**SELECTED EXCERPT**
────────────────────────────────────────
When I left School my first job was at the seaside resort of Felixstowe where I worked as second chef and chief bottle washer at a burger bar called Big Daddies. One of the perks… the only perk of working there was the video arcade next door. Back then the choice of games where limited to pill popping Pacman, the testosterone fueled Donkey Kong and then there was the gallant blonde prince, with a high pitched scream in Dragon’s lair. All these characters I would later find on the gay scene.
As the gaming technology came on in leaps and bounds, such 2-D characterizations got left behind, and so did any hint that there may be gay gamers wanting to see themselves represented in worlds where everything and anything can happen.
For too long there has been this forgone conclusion that the world of interactive gaming belongs predominately to heterosexual men. With this in mind it was great to read Naomi Alderman’s piece in the Guardian and how things are slowly (very slowly) beginning to change.
────────────────────────────────────────
**WRITTEN EXERCISE 1**
In the passage about gaming, what was the burger bar in Felixstowe called?
**WRITTEN EXERCISE 2**
Decide whether each statement agrees with the passage about gaming, and support each yes or no with the text's own words: (a) The writer's first job was as head chef at the burger bar. (b) The video arcade was next door to the burger bar. (c) Naomi Alderman's piece appeared in the Guardian.
**WRITTEN EXERCISE 3**
List every video game the passage about gaming names.

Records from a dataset
────────────────────────────────────────
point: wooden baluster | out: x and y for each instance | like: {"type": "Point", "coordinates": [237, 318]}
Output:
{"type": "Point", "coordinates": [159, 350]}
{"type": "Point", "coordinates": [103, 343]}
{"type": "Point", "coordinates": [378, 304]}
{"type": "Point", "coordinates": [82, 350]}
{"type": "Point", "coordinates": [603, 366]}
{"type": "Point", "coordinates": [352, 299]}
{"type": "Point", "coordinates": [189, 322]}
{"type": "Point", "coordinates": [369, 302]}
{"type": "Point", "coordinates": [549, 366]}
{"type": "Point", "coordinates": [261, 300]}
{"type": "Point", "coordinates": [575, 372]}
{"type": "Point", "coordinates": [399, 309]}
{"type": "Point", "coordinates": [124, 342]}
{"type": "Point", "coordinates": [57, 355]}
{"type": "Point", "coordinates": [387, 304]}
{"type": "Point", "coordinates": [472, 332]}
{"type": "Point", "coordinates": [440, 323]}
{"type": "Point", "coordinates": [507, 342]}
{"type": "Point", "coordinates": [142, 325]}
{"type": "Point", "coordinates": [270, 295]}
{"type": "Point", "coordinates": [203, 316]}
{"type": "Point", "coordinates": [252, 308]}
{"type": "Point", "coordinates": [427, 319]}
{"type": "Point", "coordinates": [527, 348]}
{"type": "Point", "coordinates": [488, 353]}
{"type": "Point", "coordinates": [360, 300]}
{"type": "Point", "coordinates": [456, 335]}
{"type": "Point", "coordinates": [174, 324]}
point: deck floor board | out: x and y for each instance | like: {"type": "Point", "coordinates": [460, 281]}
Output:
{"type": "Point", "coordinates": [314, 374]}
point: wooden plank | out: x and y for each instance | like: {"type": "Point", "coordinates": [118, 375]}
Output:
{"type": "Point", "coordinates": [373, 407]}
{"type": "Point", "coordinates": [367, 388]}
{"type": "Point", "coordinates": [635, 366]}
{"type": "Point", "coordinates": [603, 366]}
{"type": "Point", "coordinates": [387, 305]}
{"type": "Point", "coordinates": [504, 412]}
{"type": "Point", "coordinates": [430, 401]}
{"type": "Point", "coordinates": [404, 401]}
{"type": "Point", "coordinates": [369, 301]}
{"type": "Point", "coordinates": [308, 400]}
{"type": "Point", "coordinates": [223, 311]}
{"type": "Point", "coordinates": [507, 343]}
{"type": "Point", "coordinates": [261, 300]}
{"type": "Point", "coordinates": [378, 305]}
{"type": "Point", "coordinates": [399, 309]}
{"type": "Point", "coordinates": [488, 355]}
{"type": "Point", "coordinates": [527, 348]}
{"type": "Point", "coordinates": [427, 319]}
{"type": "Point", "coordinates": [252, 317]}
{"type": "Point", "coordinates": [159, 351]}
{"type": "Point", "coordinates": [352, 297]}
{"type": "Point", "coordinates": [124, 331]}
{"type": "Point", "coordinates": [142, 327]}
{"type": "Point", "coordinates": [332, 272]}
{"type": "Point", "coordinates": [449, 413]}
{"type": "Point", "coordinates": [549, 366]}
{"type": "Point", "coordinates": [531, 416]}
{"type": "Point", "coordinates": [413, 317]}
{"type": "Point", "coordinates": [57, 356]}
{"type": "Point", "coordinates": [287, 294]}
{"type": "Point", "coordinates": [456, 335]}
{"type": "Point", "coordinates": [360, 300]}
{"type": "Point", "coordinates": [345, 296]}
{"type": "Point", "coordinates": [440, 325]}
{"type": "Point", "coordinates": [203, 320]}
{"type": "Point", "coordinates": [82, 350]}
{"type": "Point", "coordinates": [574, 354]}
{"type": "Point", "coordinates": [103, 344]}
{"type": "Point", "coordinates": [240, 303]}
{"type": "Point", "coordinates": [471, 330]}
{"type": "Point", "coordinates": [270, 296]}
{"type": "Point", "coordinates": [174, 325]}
────────────────────────────────────────
**FINAL RESULT 1**
Big Daddies

**FINAL RESULT 2**
(a) No: "second chef and chief bottle washer"
(b) Yes: "the video arcade next door"
(c) Yes: "Naomi Alderman’s piece in the Guardian"

**FINAL RESULT 3**
Pacman, Donkey Kong, Dragon’s lair